[Opening SUPPLIED PASSAGE section]

A key UK Government adviser has praised South Korea for bringing Covid-19 under control in its capital city of Seoul through extensive testing and contact tracing.
In a Downing Street press briefing, deputy chief scientific adviser Professor Dame Angela McLean said ministers should look to South Korea as a “fine example” and emulate their policy.
This comes after the Korean Centre for Disease Control said last week there no new domestic cases of Covid-19 for first time since February.
What did South Korea do?
The country had its first confirmed coronavirus case on January 20, nine days before the UK reported its first case in York.
South Korea took quick action to slow the spread of the Sars-Cov-2 coronavirus.
Private labs were opened up to allow rapid testing and the country instituted drive-through testing centres, allowing quicker identification of those who were infected but not displaying symptoms.
By the end of February, the country was testing more than 20,000 people a day.
Positive cases were followed with extensive contract tracing, and a central tracking app, Corona 100m, was used to inform citizens of known cases within 100 metres.
Officials also began screening all people arriving at airports when the number of new cases spiked in mid-March.
By early April, nearly 500,000 people had been tested and officials last week said there were no new domestic cases.
Why has it worked?
Rapid testing and contact tracing has been at the heart of South Korea’s strategy.

[Closing SUPPLIED PASSAGE section]
[Opening INPUT DATA section]

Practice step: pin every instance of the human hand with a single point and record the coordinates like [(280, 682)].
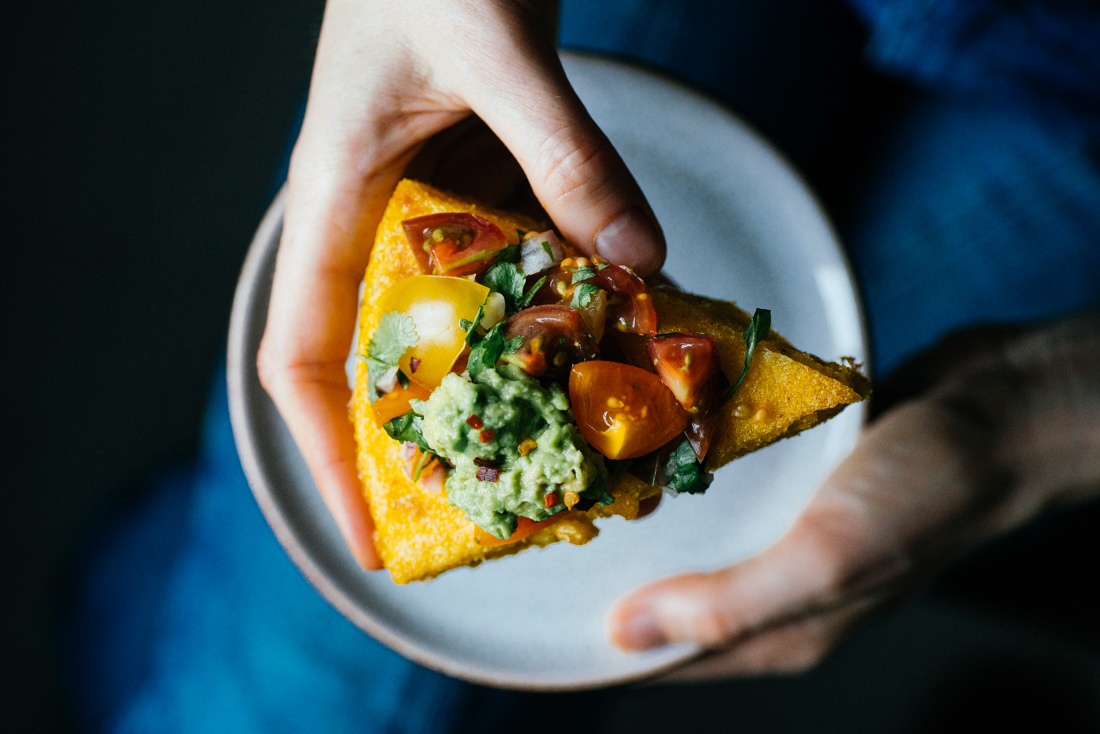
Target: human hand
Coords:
[(387, 77), (994, 427)]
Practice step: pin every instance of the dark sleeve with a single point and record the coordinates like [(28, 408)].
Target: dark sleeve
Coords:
[(1041, 53)]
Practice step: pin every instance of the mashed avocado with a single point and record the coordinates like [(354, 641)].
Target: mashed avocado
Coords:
[(487, 426)]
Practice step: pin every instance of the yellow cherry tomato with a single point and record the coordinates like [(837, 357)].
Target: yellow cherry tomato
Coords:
[(436, 304)]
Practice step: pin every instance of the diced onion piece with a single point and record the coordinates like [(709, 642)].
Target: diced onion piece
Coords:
[(535, 256)]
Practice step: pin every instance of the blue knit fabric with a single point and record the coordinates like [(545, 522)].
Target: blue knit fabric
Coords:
[(190, 617)]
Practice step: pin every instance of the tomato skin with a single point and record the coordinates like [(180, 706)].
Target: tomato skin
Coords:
[(624, 412), (396, 403), (437, 305), (554, 337), (525, 528), (454, 243), (628, 306), (689, 365)]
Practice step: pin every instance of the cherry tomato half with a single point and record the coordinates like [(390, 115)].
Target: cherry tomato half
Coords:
[(457, 243), (436, 304), (554, 337), (689, 365), (623, 411)]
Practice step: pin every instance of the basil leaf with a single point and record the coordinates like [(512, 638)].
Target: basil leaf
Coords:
[(757, 331), (583, 294), (525, 300), (509, 254), (682, 472), (407, 428)]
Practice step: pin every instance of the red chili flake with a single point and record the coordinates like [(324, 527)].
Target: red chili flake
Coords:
[(488, 473)]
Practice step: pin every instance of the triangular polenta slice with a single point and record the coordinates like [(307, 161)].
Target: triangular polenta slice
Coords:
[(420, 535)]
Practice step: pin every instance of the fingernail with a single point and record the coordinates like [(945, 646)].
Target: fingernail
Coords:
[(633, 239), (640, 632)]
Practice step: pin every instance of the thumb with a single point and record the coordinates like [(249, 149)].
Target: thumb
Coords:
[(574, 171)]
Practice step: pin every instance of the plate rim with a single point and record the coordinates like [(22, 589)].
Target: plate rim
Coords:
[(241, 367)]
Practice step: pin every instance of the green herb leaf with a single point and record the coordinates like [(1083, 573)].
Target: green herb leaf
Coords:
[(757, 331), (506, 280), (509, 254), (682, 472), (583, 274), (425, 457), (407, 428), (582, 295), (471, 327), (525, 300), (485, 354), (513, 344), (396, 333)]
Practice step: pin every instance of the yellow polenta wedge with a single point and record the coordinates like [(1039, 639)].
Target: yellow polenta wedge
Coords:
[(420, 535)]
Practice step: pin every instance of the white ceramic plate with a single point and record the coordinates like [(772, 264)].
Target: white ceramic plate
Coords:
[(740, 226)]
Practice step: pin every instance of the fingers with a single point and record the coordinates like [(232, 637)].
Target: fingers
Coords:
[(578, 175), (784, 582), (787, 648)]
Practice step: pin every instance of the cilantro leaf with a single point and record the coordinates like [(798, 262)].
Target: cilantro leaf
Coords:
[(508, 254), (682, 472), (486, 352), (508, 281), (396, 333), (756, 332), (407, 428), (525, 300), (583, 294), (583, 274), (471, 327), (513, 344)]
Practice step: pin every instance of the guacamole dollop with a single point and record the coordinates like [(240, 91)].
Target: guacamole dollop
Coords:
[(486, 428)]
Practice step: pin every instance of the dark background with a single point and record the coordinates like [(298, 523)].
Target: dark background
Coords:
[(141, 148), (142, 145)]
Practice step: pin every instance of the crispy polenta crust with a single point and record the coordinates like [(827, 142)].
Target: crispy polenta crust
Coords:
[(420, 535)]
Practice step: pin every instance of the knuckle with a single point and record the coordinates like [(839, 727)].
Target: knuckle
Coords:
[(575, 166)]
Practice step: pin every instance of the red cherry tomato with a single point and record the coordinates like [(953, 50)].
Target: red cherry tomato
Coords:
[(628, 306), (554, 338), (454, 243), (623, 411), (688, 364)]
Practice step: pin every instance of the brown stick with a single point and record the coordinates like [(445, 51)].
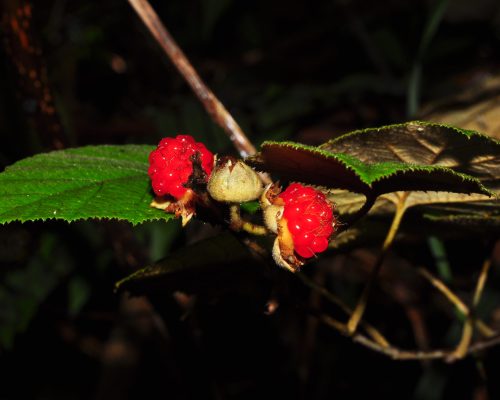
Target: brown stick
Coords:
[(406, 355), (213, 106)]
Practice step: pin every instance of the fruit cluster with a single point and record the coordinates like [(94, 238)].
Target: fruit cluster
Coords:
[(301, 216)]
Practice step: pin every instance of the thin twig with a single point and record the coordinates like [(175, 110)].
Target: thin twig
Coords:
[(214, 107), (375, 334), (406, 355), (468, 329), (481, 326), (356, 316)]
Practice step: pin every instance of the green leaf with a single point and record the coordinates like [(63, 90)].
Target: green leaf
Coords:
[(205, 264), (423, 143), (406, 157), (88, 182)]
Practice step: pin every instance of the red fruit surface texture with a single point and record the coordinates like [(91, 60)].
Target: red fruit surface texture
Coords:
[(309, 217), (170, 165)]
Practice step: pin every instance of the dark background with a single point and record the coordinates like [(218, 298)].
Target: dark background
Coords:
[(299, 70)]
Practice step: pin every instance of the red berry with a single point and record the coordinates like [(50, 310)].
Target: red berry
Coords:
[(171, 164), (309, 218)]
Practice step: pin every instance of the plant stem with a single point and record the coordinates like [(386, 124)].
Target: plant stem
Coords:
[(484, 329), (468, 328), (213, 106), (356, 316), (238, 223), (406, 355), (375, 334)]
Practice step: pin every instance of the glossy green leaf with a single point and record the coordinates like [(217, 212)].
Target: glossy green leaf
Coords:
[(82, 183), (205, 264), (406, 157)]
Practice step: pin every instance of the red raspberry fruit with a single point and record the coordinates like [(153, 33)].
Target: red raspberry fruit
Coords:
[(309, 218), (171, 164)]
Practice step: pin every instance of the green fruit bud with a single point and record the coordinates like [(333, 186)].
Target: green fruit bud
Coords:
[(233, 181)]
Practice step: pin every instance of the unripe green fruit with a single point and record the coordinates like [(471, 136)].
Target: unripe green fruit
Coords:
[(232, 181)]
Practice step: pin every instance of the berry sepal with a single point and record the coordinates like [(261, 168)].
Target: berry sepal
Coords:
[(179, 169), (185, 207), (302, 217)]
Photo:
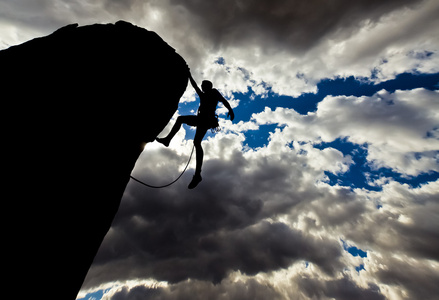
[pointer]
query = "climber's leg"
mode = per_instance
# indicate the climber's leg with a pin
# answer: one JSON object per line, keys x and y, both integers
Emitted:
{"x": 199, "y": 135}
{"x": 190, "y": 120}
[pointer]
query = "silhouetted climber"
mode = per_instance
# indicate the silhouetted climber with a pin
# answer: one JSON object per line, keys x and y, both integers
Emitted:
{"x": 205, "y": 119}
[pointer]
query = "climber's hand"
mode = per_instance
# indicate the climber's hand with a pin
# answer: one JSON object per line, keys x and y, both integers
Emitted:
{"x": 231, "y": 114}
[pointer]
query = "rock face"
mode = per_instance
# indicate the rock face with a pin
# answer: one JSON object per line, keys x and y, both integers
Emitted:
{"x": 77, "y": 107}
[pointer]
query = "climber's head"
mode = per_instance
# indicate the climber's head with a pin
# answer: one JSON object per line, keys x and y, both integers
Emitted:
{"x": 206, "y": 85}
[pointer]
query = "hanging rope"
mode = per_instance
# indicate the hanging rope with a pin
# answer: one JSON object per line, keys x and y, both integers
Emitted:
{"x": 169, "y": 184}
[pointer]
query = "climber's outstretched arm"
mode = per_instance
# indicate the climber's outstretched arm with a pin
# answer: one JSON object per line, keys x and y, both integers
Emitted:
{"x": 226, "y": 103}
{"x": 194, "y": 84}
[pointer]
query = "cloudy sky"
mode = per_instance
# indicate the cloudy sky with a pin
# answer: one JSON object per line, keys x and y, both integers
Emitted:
{"x": 326, "y": 184}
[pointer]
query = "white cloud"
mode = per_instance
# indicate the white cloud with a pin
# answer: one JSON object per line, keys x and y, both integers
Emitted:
{"x": 395, "y": 127}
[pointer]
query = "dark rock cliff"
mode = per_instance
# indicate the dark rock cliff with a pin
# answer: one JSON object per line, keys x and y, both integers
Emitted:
{"x": 77, "y": 106}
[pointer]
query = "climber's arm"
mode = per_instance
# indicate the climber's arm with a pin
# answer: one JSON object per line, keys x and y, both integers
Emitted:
{"x": 194, "y": 84}
{"x": 226, "y": 103}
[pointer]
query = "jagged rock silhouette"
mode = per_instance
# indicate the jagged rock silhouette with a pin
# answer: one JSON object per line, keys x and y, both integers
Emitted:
{"x": 77, "y": 107}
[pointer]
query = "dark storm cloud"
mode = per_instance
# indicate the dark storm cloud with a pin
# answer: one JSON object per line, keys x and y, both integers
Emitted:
{"x": 173, "y": 235}
{"x": 340, "y": 289}
{"x": 294, "y": 24}
{"x": 241, "y": 290}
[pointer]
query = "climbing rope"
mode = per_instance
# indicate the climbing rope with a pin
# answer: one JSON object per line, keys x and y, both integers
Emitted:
{"x": 169, "y": 184}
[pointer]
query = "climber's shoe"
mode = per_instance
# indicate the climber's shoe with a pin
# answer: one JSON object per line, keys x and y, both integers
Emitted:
{"x": 163, "y": 141}
{"x": 195, "y": 181}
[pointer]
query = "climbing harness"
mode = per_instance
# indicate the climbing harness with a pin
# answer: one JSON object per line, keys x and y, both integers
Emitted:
{"x": 166, "y": 185}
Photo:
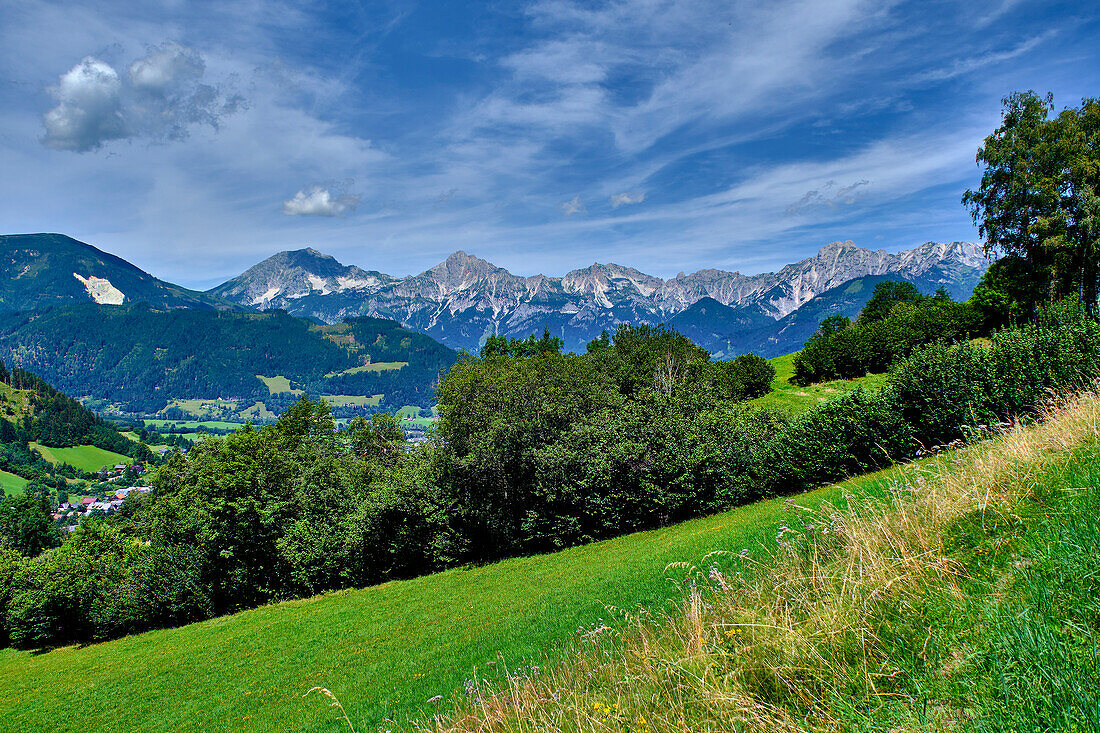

[Closing INPUT DATA section]

__DIRECTIONS__
Please copy the passage of the South Korea Covid-19 article starting at "The country had" and ending at "people a day.".

__ANSWER__
The country had its first confirmed coronavirus case on January 20, nine days before the UK reported its first case in York.
South Korea took quick action to slow the spread of the Sars-Cov-2 coronavirus.
Private labs were opened up to allow rapid testing and the country instituted drive-through testing centres, allowing quicker identification of those who were infected but not displaying symptoms.
By the end of February, the country was testing more than 20,000 people a day.